▸ EXERCISE PROMPT: Copy out the data below with "item" in place of every "instance", keeping all else the same, and leave out the pictures.

+++ INFORMATION SHOWN +++

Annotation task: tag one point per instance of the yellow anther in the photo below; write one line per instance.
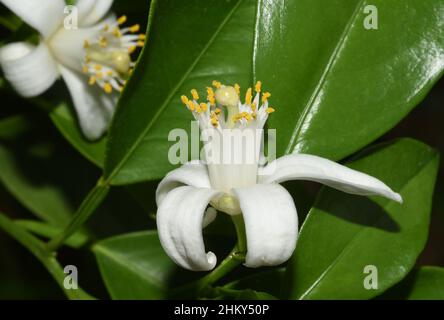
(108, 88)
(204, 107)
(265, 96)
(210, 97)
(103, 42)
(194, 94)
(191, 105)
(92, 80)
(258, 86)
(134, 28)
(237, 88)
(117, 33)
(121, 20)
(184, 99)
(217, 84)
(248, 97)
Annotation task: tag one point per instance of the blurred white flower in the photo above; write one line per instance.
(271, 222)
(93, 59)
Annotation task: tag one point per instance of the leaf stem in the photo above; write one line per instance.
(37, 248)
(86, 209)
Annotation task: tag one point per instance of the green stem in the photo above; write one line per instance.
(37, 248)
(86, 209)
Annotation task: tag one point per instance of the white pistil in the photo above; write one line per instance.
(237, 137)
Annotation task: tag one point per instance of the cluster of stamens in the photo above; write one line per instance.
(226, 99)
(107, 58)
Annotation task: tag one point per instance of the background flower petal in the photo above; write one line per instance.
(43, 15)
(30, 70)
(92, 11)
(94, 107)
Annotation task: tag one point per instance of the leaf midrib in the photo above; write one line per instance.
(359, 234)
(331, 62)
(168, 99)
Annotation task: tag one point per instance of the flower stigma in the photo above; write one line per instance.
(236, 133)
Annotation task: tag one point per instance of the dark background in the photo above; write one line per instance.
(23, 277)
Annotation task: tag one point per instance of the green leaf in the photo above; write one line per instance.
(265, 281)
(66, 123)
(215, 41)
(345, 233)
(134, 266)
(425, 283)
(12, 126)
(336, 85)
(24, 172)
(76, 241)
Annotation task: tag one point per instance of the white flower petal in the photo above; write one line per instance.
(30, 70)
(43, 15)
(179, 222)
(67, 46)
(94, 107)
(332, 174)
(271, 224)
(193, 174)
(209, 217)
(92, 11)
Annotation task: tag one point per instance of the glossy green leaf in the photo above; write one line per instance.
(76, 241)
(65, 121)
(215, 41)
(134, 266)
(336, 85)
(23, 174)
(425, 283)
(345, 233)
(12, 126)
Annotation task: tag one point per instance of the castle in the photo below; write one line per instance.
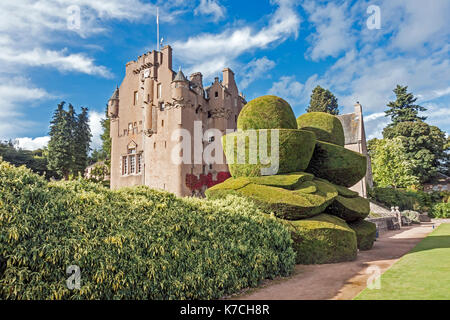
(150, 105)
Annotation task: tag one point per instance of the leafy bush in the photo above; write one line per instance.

+++

▸ OUTPUT OF THE TASK:
Annotation task: tag one point per item of the yellow anther in the photo below; write one line per item.
(108, 88)
(204, 107)
(265, 96)
(210, 97)
(103, 42)
(194, 94)
(191, 105)
(92, 80)
(258, 86)
(134, 28)
(237, 88)
(117, 33)
(121, 20)
(184, 99)
(217, 84)
(248, 97)
Annotation task: tag one point per item of the blurred white flower in the photo above; write one line per item.
(271, 222)
(93, 59)
Annotation task: tag one point per item of the leaf stem in the photo above; write one line per item.
(37, 248)
(86, 209)
Annotation task: tag one point per item of the green stem in the photo above; write one line per item.
(37, 248)
(86, 209)
Annotation task: tag one point per item of the white pistil in the photo above; write one line per item.
(237, 137)
Annotation task: tag one point per item of the cluster of stamens in the photo above; write one line per item.
(226, 99)
(107, 58)
Annotation task: tag one point per item of the background flower petal in the photo above; write one line per item.
(43, 15)
(30, 70)
(92, 11)
(94, 107)
Annotation task: tag one point per item of the leaf midrib in the photo above; write one line per item.
(359, 234)
(331, 62)
(168, 99)
Annotation task: tag one point per item of the flower stigma in the photo above; write one line per item.
(236, 133)
Annotation task: tag one point per item of the dark background in the photo above; write one line per item.
(23, 277)
Annotation task: tag one point per item of the green leaf in the photo above; write one line per item.
(265, 281)
(66, 123)
(215, 41)
(345, 233)
(134, 266)
(425, 283)
(12, 126)
(336, 85)
(24, 172)
(76, 241)
Annotation task: tag one point per item of the white flower petal in the photo above; write one line per item.
(30, 70)
(43, 15)
(179, 222)
(67, 46)
(94, 107)
(332, 174)
(271, 224)
(193, 174)
(209, 217)
(92, 11)
Annotation task: tag one point per item of the glossy green leaf in the photo above; write one line per item.
(76, 241)
(65, 121)
(215, 41)
(134, 266)
(336, 85)
(23, 174)
(425, 283)
(345, 233)
(12, 126)
Annotation task: tag one point per item of the castle in the photo below; write one line per item.
(150, 105)
Annotation task: tag one point per item of the leafy bush in the photo above; write one line per item.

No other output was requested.